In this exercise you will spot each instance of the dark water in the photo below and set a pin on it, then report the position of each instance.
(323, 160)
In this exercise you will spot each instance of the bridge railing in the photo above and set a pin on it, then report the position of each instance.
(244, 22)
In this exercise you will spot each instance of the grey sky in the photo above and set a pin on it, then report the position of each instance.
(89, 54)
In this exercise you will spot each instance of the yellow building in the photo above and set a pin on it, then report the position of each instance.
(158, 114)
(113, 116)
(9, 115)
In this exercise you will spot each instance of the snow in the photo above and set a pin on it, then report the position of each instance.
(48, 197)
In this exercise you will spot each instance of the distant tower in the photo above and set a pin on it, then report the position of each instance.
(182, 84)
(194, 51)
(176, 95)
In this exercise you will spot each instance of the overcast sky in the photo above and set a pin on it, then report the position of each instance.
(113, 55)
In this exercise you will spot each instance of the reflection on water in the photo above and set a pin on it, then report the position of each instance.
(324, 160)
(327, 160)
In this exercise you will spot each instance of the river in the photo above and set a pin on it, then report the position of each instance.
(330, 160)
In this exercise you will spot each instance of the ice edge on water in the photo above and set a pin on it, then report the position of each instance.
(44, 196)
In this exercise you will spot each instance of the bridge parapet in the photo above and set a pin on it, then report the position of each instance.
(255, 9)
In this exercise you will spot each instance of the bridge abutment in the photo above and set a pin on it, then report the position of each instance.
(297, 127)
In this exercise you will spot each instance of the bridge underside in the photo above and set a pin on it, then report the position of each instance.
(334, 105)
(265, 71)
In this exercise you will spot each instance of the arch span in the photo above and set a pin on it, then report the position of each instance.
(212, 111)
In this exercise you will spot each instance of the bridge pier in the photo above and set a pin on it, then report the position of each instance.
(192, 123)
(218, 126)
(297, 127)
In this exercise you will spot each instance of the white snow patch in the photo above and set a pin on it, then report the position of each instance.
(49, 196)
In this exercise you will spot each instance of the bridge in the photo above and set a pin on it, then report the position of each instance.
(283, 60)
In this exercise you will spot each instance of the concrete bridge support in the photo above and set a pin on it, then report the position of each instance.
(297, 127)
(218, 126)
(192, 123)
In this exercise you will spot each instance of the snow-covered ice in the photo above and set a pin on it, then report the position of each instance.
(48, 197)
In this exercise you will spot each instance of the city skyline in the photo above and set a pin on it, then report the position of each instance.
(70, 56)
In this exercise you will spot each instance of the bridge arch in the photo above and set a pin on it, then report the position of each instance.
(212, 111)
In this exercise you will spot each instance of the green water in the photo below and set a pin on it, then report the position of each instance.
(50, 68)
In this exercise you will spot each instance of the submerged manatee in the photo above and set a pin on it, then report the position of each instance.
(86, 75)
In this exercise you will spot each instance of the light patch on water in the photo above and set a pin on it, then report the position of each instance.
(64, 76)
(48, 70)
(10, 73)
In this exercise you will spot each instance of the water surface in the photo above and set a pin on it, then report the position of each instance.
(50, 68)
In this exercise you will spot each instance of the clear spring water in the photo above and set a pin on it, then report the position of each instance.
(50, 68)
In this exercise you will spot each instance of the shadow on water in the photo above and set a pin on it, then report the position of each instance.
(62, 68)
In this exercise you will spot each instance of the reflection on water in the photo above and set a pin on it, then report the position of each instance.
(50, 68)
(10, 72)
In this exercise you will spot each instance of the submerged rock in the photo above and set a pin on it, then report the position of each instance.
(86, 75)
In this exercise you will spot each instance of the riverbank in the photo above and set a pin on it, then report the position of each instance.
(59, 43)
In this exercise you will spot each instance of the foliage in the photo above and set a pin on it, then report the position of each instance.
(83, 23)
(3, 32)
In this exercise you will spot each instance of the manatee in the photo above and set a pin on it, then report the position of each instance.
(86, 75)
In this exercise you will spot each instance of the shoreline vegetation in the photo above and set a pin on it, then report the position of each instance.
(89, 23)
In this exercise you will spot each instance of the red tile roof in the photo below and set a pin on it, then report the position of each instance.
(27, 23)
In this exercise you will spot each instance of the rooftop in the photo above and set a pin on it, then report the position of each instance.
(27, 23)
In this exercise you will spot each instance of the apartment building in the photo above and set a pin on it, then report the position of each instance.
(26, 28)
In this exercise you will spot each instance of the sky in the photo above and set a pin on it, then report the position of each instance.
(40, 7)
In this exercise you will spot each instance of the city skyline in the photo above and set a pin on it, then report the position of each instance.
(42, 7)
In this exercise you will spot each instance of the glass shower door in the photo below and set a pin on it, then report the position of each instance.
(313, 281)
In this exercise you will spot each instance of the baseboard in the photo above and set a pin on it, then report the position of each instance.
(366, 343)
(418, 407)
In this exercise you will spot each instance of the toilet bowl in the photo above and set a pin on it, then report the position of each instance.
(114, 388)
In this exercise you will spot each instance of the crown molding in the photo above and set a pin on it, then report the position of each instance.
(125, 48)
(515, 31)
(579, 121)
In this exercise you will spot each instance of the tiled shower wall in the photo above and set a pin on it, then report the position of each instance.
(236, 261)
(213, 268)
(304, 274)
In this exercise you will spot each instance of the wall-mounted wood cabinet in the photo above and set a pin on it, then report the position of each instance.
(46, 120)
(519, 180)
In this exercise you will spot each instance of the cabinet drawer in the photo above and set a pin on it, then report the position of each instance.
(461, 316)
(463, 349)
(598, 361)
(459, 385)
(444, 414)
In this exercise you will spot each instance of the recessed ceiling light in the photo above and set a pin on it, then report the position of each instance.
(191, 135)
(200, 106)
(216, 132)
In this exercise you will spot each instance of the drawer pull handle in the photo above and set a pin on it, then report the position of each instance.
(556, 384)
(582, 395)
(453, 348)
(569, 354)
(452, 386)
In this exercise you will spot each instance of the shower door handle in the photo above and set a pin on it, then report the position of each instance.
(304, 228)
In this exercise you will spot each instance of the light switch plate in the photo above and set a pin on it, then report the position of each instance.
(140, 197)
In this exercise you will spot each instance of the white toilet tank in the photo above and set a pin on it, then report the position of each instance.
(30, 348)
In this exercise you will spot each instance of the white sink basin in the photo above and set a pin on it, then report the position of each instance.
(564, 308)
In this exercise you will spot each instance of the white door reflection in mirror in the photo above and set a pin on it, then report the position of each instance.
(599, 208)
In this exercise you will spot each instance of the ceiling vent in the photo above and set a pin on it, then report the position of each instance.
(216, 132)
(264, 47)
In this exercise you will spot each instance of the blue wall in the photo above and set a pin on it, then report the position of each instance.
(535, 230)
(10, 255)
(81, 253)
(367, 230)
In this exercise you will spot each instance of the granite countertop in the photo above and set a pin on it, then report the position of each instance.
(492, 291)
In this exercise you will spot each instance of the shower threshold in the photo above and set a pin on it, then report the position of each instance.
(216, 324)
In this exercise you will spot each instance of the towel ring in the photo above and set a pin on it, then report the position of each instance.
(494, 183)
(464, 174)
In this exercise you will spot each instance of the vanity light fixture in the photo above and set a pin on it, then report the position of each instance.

The exercise:
Everything from the line with "In this exercise you will spot each instance of the recessed" through the last line of the material above should be echoed exactly, and nothing else.

Answer below:
In this exercise you will spot each instance of the recessed ceiling light in the photo above and set a pin on it, then report the position of each instance.
(191, 135)
(200, 106)
(216, 132)
In this exercise you will spot each instance of the drawer pull handle in the photo above and set a pin on it, then report the position of each instance.
(556, 384)
(582, 395)
(453, 348)
(569, 354)
(452, 386)
In this exercise you will spot each instance of the shower door handle in the photo above and set a pin on it, then report the position of each instance.
(304, 228)
In this exercise you will spot each instance of the light switch plate in the photo above and set a pin on it, then report the position of each instance.
(140, 197)
In this exercise you will spot each instance of the white toilet tank in the photo above and set a pin on it, then report the position of each instance.
(30, 348)
In this exercise you will spot each instance of the white sink basin in the photo above and set a pin on it, then report the position of each instance.
(564, 308)
In this exercise you will spot each instance of the white door reflection in mirror in the photo above and set a pin on it, then report the position of each instance.
(599, 208)
In this exercise you will spot each instance of the ceiling vent in the photo above and set a pin on it, then report the position of each instance.
(216, 132)
(264, 47)
In this exercise you will spot each instance of the blue wall in the photo above and set a pin on it, then report the position of each instance.
(535, 230)
(10, 255)
(81, 253)
(367, 230)
In this exercise you will spot each instance of the granite countertop in the photo above and set a pin on it, then report the position of each instance.
(492, 291)
In this exercise you will spot each instance of the shower threshold in the photo above and set a pin on it, then report the position of each instance.
(216, 324)
In this exercise you will spot each instance of the towel ring in the photo above and set a pin on it, then report the position of each instance.
(494, 183)
(464, 174)
In this exercise you will spot each instance of the vanity light fixture in the photo above and set a pin on it, then report the position of each instance.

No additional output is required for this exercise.